* **Text provided**:
_ _ _ _
Anyone who has worked in PR for any length of time will know exactly what I mean when I say that every now and again, a story emerges that I am certain is going to ‘fly’. Day in, day out, I develop content for clients and I think that pretty much all of it has some editorial worth. In fact, it must have, or I’m not doing my job properly (either in advising and representing clients or in providing decent material to journalists). However, there are some stories or moments that I am involved in that simply stand out, for one reason or another, and which I know from the second that they cross my radar, will generate a lot of interest.
Looking back over the last decade, a few of these immediately spring to mind.
2009. Ashley and Cheryl Cole.
Ashley Cole is snapped emerging from a nightclub while arm in arm with a young lady who is not his wife. Meanwhile, Cheryl (said wife, at the time) is one of a group of celebs trekking up Kilimanjaro for Comic Relief. Among the images sent back to the UK the morning after the nightclub incident by the only photographer on the mountain, is one of Cheryl giving a thumbs up to the cameras. As soon as I saw the pic, I said that the tabloids would lead with it the following day, and they did! In the photo, Cheryl happened to be wearing a Berghaus hat and gloves – ideal for the mountain and with logos very handily positioned in the images that went around the world. I should note that no-one (that I know of) paid the other young lady to latch herself onto Ashley Cole.
2009 onwards. Leo Houlding’s adventures.
Leo has led a succession of incredible expeditions during the last decade and without fail, he and his team have delivered some amazing material that always generates great coverage, in both specialist and mainstream media.
2011. Marathon runner gets a bus to the finish.
The third-place finisher in the Kielder Marathon turned out to have taken the bus for the last six miles. If you don’t know about this story, use a popular internet search engine and dive in (for a start try this). It was a classic (and did nothing to harm the Kielder Marathon!).
2012 onwards. The Berghaus Dragon’s Back Race.
Five days, 315k, 15,500m of ascent, dramatic mountainous landscapes, ultra-tough runners, great stories of triumph and despair, and phenomenal images galore. Lovely!
2014. The old man on the Old Man.
Sir Chris Bonington, having just turned 80 and not long after the loss of his wife Wendy, re-climbs the Old Man of Hoy with Leo Houlding, 48 years after his first ascent of the iconic sea stack. This was a lovely, emotional story, that resonated far beyond the climbing community, fuelled by great images and footage and the amazing feat and person at the heart of it.
2019. Mick Fowler heads back to the Himalaya after an unwelcome break.
_ _ _ _
* **Material supplied**:
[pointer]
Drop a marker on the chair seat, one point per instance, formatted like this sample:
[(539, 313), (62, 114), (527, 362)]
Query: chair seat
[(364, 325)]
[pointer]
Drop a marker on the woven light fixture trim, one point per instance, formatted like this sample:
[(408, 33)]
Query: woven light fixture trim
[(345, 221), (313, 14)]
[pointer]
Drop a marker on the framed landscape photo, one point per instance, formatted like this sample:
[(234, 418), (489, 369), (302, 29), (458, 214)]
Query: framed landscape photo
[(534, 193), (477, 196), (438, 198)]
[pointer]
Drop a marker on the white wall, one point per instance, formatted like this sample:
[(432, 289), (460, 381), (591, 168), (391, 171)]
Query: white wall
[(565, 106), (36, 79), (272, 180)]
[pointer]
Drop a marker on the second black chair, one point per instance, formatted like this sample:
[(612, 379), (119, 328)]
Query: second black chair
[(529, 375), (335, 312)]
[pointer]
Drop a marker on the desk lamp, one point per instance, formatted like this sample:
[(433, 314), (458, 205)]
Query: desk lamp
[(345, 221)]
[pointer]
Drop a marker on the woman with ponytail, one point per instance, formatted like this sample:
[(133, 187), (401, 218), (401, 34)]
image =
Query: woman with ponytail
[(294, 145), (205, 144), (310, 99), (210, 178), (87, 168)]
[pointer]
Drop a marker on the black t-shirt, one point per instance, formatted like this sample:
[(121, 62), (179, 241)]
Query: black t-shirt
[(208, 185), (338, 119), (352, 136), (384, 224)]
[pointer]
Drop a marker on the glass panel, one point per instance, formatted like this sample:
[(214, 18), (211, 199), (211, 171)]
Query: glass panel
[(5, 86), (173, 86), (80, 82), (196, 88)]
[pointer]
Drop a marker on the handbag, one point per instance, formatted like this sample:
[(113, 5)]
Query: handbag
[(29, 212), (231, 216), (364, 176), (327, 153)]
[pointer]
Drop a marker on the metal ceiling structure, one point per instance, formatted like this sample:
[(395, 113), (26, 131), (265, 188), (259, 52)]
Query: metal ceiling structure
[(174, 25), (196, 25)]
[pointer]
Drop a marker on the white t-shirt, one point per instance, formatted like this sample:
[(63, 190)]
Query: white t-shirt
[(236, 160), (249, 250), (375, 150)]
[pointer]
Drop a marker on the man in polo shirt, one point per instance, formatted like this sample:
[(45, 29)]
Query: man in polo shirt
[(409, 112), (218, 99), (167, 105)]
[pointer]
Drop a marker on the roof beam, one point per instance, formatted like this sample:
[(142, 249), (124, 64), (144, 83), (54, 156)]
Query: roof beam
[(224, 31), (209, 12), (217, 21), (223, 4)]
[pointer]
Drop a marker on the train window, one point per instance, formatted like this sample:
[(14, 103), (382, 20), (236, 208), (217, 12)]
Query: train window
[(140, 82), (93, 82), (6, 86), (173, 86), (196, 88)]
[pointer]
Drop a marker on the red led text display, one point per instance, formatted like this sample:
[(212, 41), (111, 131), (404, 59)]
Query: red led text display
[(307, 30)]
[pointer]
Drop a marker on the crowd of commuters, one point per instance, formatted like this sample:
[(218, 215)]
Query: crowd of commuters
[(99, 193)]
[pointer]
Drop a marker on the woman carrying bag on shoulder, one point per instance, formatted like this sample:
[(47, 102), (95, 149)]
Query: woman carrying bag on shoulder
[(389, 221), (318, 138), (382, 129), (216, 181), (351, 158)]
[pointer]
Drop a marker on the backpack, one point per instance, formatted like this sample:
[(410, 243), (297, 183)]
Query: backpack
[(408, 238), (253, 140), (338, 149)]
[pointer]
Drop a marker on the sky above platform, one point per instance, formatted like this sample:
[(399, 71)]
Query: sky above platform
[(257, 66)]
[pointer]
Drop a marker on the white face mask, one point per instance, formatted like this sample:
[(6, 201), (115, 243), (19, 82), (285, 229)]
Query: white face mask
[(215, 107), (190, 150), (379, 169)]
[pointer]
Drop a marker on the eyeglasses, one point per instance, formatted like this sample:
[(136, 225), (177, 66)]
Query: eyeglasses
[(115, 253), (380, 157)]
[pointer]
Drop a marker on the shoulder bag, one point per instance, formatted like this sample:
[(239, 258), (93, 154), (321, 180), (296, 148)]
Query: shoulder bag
_ _ _ _
* **Problem 1**:
List every dated heading in the piece about memorable PR stories, in order and with its year.
* **Problem 2**:
Restate word for word the part of the piece about memorable PR stories that begins at the words "Sir Chris Bonington, having" and stops after "an unwelcome break.".

* **Response 1**:
2009. Ashley and Cheryl Cole.
2009 onwards. Leo Houlding’s adventures.
2011. Marathon runner gets a bus to the finish.
2012 onwards. The Berghaus Dragon’s Back Race.
2014. The old man on the Old Man.
2019. Mick Fowler heads back to the Himalaya after an unwelcome break.

* **Response 2**:
Sir Chris Bonington, having just turned 80 and not long after the loss of his wife Wendy, re-climbs the Old Man of Hoy with Leo Houlding, 48 years after his first ascent of the iconic sea stack. This was a lovely, emotional story, that resonated far beyond the climbing community, fuelled by great images and footage and the amazing feat and person at the heart of it.
2019. Mick Fowler heads back to the Himalaya after an unwelcome break.